Last night Nolan Ryan talked about the Rangers wanting agent Darek Braunecker to “tell them what it would take to sign” Cliff Lee.
This afternoon Braunecker responded by speaking to Jerry Crasnick of ESPN.com about Ryan’s request and basically pointed out that negotiations where one side is fielding offers from multiple bidders don’t really work that way.
Here’s more from Braunecker:
We have no interest in participating in the unconventional negotiating style the club has requested. For the player to submit an offer to the club … that’s not the way the process works.
In other words, why should Braunecker “tell them what it would take to sign” Lee when not telling them could lead to the Rangers bidding more than “it would take.”
At this point it appears as though Braunecker has done everything right and manipulated the situation perfectly, so it’s no surprise that he balked at Ryan’s request. Rangers officials are reportedly traveling to Arkansas today to meet with Lee and Braunecker, but Ryan hinted yesterday that the Yankees adding a seventh year to their offer “makes it more challenging for us.”
Yesterday the Yankees reportedly offered Cliff Lee a six-year, $140 million contract, but now both Jon Heyman of SI.com and Buster Olney of ESPN.com report that they’ve bumped the offer up to seven years.
Previous speculation had the Yankees refusing to add a seventh year to the deal, but that was before Carl Crawford and Jayson Werth each inked monster seven-year pacts and before the Red Sox reportedly offered Lee a seven-year deal of their own (perhaps with the sole intention of messing with the Yankees).
New York has always been viewed as the favorite to land Lee, so if the Yankees have indeed offered him a seven-year deal that’s likely in the same neighborhood as CC Sabathia’s seven-year, $161 million contract it’s tough to see the Rangers or anyone else topping it.

> Supplied information:
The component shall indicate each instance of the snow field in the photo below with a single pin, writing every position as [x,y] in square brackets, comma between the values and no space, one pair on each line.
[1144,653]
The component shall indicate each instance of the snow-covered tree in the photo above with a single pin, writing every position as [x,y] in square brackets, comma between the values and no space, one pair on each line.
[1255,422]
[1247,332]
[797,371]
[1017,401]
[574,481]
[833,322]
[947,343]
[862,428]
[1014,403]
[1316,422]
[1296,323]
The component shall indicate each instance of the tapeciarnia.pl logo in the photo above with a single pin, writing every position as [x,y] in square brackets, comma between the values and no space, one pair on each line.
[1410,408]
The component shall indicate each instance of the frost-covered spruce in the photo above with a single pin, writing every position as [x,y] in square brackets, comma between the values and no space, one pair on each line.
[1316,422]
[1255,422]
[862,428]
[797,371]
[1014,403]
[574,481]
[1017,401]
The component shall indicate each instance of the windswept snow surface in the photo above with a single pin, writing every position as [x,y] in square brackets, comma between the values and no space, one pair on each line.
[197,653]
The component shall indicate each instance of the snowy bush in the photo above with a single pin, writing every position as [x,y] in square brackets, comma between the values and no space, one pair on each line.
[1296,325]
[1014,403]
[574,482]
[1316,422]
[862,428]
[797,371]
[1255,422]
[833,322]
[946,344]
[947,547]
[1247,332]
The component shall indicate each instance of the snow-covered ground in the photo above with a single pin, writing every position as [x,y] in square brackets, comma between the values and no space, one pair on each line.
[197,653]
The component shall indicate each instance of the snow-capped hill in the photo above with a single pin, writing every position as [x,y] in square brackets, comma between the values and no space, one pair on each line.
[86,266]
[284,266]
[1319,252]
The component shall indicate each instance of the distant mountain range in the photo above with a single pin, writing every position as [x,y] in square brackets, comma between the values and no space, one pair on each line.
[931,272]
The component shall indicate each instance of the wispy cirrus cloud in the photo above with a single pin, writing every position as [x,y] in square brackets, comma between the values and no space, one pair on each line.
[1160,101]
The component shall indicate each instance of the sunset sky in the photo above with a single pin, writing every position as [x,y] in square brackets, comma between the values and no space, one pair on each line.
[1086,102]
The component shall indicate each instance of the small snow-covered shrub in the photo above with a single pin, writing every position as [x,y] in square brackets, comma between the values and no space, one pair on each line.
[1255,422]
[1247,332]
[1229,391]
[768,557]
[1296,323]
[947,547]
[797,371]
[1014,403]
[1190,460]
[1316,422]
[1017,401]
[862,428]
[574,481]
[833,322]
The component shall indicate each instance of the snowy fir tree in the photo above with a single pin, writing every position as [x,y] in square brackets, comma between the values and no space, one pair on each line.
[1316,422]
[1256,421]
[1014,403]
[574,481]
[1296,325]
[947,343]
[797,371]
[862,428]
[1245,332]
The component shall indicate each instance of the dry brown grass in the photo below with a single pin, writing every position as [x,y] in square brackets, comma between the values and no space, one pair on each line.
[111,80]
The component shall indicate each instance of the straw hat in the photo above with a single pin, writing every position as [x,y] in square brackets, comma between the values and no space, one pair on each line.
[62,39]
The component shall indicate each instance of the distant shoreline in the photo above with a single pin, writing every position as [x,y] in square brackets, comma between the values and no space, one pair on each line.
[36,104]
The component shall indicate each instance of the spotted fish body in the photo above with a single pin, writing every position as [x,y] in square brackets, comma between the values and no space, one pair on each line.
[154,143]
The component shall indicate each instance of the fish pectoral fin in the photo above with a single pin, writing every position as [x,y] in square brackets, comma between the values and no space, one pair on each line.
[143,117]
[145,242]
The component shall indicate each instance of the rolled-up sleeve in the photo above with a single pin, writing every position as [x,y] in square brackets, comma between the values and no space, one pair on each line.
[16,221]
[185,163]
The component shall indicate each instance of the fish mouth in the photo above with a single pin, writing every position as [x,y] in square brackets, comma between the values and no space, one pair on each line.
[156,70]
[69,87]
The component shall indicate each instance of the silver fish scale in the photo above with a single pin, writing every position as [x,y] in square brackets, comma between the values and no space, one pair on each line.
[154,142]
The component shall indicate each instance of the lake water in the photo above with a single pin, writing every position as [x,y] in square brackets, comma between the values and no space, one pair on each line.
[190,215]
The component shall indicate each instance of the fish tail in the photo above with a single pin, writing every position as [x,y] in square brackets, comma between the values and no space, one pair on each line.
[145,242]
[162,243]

> Activity A: From the article about the Cliff Lee negotiations, copy verbatim the passage that begins at the words containing "At this point" and ends with "with the Yankees).".
> Activity B: In the article about the Cliff Lee negotiations, what contract did the Yankees reportedly offer Lee before raising it to seven years?
> Activity C: Write the next part of the article about the Cliff Lee negotiations, starting after its final sentence.

> Answer space A:
At this point it appears as though Braunecker has done everything right and manipulated the situation perfectly, so it’s no surprise that he balked at Ryan’s request. Rangers officials are reportedly traveling to Arkansas today to meet with Lee and Braunecker, but Ryan hinted yesterday that the Yankees adding a seventh year to their offer “makes it more challenging for us.”
Yesterday the Yankees reportedly offered Cliff Lee a six-year, $140 million contract, but now both Jon Heyman of SI.com and Buster Olney of ESPN.com report that they’ve bumped the offer up to seven years.
Previous speculation had the Yankees refusing to add a seventh year to the deal, but that was before Carl Crawford and Jayson Werth each inked monster seven-year pacts and before the Red Sox reportedly offered Lee a seven-year deal of their own (perhaps with the sole intention of messing with the Yankees).

> Answer space B: A six-year, $140 million contract.

> Answer space C:
Earlier this week San Diego signed Aaron Harang to a one-year, $4 million deal and the Padres have added another potential starter in Dustin Moseley, who’ll get $900,000 in 2011.
Moseley has bounced around between the majors and Triple-A for the past five seasons, posting a 5.28 ERA in 233 total innings for the Angels and Yankees.
Moving from the AL to the NL and calling Petco Park home should help him significantly, but that’s true of all pitchers and Moseley’s track record just doesn’t suggest he’s capable of being more than a serviceable long reliever or fifth starter.
CC Sabathia’s seven-year, $161 million contract with the Yankees contains a clause that allows him to opt out after three seasons, which means he could become a free agent next offseason.
Doing so would involve passing on the four years and $97 million remaining on the deal after 2011, but given the reports of Cliff Lee fielding six- and perhaps even seven-year offers it seems likely that Sabathia could secure more than $100 million for more than four years.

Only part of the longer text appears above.